■ WORK ORDER:
Repeat each record that follows, keeping it identical.

[Data excerpts]
################

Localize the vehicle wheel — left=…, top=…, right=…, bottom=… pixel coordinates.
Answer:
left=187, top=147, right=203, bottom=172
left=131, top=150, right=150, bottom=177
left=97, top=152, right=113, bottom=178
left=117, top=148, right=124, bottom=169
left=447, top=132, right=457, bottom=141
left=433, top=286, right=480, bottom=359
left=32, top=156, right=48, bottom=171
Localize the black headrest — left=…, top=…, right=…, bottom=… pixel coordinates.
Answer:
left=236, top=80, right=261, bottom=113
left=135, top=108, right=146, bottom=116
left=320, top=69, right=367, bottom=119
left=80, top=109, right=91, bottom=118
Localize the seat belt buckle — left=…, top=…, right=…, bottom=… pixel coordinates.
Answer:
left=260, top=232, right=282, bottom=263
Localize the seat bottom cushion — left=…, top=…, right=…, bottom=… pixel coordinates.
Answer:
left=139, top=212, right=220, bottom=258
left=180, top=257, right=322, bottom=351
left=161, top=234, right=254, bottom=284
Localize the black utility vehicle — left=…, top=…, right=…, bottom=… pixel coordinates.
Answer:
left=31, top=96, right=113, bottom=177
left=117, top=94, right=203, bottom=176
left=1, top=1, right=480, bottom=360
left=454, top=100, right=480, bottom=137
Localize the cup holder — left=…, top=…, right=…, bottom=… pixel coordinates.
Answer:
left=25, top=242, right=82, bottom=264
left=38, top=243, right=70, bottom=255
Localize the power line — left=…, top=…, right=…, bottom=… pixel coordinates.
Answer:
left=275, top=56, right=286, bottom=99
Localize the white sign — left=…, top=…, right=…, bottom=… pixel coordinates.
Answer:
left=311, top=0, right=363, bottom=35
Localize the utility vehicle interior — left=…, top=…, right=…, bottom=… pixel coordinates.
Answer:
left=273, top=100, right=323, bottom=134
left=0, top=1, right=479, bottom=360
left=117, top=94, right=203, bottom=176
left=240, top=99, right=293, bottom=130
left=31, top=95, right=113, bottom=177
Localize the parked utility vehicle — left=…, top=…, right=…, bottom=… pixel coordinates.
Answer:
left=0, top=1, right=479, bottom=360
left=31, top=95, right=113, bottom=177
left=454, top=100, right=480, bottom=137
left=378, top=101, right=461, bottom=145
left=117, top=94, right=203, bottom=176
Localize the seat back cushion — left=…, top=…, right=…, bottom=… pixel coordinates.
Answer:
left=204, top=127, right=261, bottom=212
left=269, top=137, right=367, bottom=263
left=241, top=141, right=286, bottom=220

################

■ ANSWER:
Localize the vehicle wheel — left=…, top=…, right=…, bottom=… pixel coordinates.
Answer:
left=187, top=147, right=203, bottom=172
left=131, top=150, right=150, bottom=177
left=97, top=152, right=113, bottom=178
left=117, top=148, right=124, bottom=169
left=447, top=132, right=457, bottom=141
left=433, top=286, right=480, bottom=359
left=32, top=156, right=48, bottom=171
Localize the black headrest — left=…, top=…, right=…, bottom=… pixel coordinates.
Answer:
left=236, top=80, right=261, bottom=113
left=135, top=108, right=146, bottom=116
left=320, top=69, right=367, bottom=119
left=80, top=109, right=91, bottom=118
Localize the seat belt buckle — left=…, top=…, right=…, bottom=… pixel coordinates.
Answer:
left=260, top=232, right=282, bottom=263
Localize the seat bottom cushion — left=…, top=…, right=…, bottom=… pixel coordinates.
Answer:
left=139, top=212, right=220, bottom=258
left=180, top=257, right=322, bottom=351
left=161, top=234, right=254, bottom=284
Localize the black utility vehicle — left=…, top=…, right=…, bottom=… pixel coordinates.
Answer:
left=31, top=96, right=113, bottom=177
left=117, top=94, right=203, bottom=176
left=1, top=1, right=480, bottom=360
left=454, top=100, right=480, bottom=137
Localize the cup holder — left=…, top=…, right=…, bottom=… pixel coordinates.
Answer:
left=25, top=242, right=82, bottom=264
left=38, top=243, right=70, bottom=255
Localize the power line — left=…, top=…, right=…, bottom=… pixel coordinates.
Answer:
left=275, top=56, right=286, bottom=99
Localize the white sign — left=…, top=…, right=…, bottom=… pixel coordinates.
Answer:
left=311, top=0, right=363, bottom=35
Localize the utility vehicle interior — left=…, top=…, right=…, bottom=… pixel coordinates.
Answer:
left=273, top=100, right=323, bottom=134
left=0, top=1, right=479, bottom=360
left=117, top=94, right=203, bottom=176
left=240, top=99, right=293, bottom=130
left=31, top=95, right=113, bottom=177
Localize the parked utility vehicle — left=…, top=…, right=…, bottom=… pixel coordinates.
Answer:
left=0, top=1, right=479, bottom=360
left=31, top=95, right=113, bottom=177
left=454, top=100, right=480, bottom=137
left=378, top=101, right=461, bottom=145
left=117, top=94, right=203, bottom=176
Localize the seat back cushion — left=…, top=…, right=…, bottom=… pixel coordinates.
Answer:
left=204, top=127, right=261, bottom=212
left=269, top=137, right=367, bottom=263
left=241, top=141, right=286, bottom=220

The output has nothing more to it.